**About this task**
Rewrite the LLM-as-a-judge page from "- Choose measurements" up to and including "a pass/fail result.", replacing "decision impact" with "release impact".

**Provided passage**
+-------+
---
name: tai-ch005-llm-as-a-judge
description: 'Apply chapter 5 of Testing AI, LLM as a Judge, as a workflow for evaluating AI and non-deterministic systems. Use for test planning, eval design, quality review, release evidence, examples, or coaching related to llm as a judge.'
---

# LLM as a Judge

Skill name: `tai-ch005-llm-as-a-judge`

Based on **Testing AI: Engineering Confidence in AI Systems** by **Jason Arbon**.

## Purpose

LLM judges can scale evaluation of fuzzy outputs, but they need rubrics, calibration, and human
oversight.

## Use This Workflow

- Identify the AI behavior or release decision being evaluated.
- Define realistic cases, slices, unacceptable outcomes, and evidence needed for confidence.
- Choose measurements that match the risk: rubric scores, samples, intervals, traces, human review, deterministic checks, or production monitors.
- Report uncertainty, severe failures, and decision impact instead of only a pass/fail result.

## Key Guidance

An LLM judge is an evaluator model. It reviews an input, an output, relevant context, and a
rubric, then produces a score, labels, or explanation. It is useful when exact assertions cannot
capture the quality question. For example, a judge can evaluate whether a support answer follows
policy, whether a summary is faithful to a source document, or whether two candidate responses
differ in safety and usefulness.

## Apply The Approach

Create representative cases, score them with explicit criteria, review severe failures separately, report uncertainty, and connect the evidence to a concrete decision.

## Expert Notes

Expert teams test the judge as a system under test. They measure agreement with human reviewers,
track bias toward fluent answers, use blinded comparisons, keep judge prompts versioned, and
quarantine examples where the judge is low-confidence or historically unreliable. The
Berkeley/LMSYS result is encouraging, but it should be treated as evidence for careful judge
design, not permission to skip calibration.
+-------+
(Referring expression pointing data)
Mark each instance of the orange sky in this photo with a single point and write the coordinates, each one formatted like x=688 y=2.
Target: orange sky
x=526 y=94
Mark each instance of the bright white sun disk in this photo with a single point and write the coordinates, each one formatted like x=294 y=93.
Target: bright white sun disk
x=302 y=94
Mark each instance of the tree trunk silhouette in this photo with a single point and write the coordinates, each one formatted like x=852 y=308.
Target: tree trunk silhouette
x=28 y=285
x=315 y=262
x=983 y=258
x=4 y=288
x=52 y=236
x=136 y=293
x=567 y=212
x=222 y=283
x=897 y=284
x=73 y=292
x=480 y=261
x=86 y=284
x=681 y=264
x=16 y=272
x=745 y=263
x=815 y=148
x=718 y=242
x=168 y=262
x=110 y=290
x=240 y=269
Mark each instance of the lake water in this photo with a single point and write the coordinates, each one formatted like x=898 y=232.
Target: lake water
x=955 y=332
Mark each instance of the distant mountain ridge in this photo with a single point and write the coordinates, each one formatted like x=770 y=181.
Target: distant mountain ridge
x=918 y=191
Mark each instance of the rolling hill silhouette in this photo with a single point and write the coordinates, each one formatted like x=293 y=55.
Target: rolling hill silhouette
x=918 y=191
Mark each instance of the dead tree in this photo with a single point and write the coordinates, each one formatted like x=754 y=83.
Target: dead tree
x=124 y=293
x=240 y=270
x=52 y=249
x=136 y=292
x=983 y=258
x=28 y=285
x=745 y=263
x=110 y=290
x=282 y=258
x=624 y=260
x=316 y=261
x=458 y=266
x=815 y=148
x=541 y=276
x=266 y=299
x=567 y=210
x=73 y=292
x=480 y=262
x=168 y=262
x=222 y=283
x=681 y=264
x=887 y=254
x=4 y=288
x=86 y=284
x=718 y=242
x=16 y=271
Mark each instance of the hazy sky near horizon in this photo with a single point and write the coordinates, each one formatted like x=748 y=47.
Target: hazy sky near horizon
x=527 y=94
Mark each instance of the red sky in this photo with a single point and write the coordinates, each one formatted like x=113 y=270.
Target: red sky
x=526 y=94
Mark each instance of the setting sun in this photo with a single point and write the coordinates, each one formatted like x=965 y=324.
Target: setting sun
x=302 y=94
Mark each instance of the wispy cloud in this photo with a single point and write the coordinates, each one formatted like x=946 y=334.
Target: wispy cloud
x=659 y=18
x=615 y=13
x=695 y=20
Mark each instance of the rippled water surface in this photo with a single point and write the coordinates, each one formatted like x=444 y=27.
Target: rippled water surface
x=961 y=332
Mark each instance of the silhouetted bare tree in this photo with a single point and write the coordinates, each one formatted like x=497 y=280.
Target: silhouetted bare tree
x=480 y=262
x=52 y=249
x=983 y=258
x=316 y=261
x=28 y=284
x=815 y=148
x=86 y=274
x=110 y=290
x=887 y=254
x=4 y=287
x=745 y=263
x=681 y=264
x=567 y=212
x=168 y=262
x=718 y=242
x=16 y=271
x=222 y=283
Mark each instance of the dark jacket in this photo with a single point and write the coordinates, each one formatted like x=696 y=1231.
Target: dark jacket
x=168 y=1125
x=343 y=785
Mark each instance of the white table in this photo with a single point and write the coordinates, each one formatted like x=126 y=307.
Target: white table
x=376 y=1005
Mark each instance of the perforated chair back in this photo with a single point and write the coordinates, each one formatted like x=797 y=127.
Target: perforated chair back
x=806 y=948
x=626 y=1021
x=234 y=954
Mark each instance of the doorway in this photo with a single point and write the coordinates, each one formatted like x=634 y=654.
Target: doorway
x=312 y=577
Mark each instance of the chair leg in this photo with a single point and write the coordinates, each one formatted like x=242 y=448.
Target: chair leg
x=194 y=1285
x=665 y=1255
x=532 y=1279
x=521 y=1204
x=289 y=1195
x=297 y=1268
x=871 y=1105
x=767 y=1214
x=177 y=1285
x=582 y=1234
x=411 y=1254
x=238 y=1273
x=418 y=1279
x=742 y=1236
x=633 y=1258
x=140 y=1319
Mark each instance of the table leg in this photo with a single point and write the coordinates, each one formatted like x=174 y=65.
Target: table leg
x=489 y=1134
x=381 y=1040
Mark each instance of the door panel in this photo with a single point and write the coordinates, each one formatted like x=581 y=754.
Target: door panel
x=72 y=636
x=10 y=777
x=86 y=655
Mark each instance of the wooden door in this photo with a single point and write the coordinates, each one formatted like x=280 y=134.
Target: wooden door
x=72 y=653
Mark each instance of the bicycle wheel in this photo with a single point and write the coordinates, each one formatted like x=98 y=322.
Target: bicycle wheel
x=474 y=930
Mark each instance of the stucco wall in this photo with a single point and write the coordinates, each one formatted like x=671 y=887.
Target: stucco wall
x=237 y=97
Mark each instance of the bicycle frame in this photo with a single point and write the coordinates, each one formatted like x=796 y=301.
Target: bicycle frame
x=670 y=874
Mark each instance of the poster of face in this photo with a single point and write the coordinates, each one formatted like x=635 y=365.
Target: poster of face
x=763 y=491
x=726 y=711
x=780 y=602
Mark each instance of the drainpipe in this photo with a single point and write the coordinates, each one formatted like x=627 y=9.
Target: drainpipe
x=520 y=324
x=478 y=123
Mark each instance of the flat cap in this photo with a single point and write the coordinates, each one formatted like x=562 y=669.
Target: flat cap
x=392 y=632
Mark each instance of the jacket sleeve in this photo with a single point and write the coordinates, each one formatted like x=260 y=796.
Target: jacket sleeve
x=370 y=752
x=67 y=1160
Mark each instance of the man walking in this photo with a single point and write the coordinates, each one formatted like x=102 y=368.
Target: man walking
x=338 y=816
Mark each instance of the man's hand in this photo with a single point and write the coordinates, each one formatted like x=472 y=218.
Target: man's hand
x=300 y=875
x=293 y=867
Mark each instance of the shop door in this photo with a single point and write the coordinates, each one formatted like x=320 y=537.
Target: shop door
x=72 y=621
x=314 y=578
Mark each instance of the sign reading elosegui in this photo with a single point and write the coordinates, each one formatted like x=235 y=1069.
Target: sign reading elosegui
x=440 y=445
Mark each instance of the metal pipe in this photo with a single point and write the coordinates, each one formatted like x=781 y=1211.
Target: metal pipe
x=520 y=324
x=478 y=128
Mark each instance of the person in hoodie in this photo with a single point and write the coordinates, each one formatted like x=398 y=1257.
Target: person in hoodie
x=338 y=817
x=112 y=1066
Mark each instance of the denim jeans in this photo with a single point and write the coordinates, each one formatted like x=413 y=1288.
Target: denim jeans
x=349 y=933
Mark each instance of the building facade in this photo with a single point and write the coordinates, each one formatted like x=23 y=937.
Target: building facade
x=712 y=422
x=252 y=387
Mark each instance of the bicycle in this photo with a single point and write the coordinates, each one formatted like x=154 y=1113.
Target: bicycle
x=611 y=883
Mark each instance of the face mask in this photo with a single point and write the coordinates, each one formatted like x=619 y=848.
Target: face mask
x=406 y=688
+-------+
**Solution to this problem**
- Choose measurements that match the risk: rubric scores, samples, intervals, traces, human review, deterministic checks, or production monitors.
- Report uncertainty, severe failures, and release impact instead of only a pass/fail result.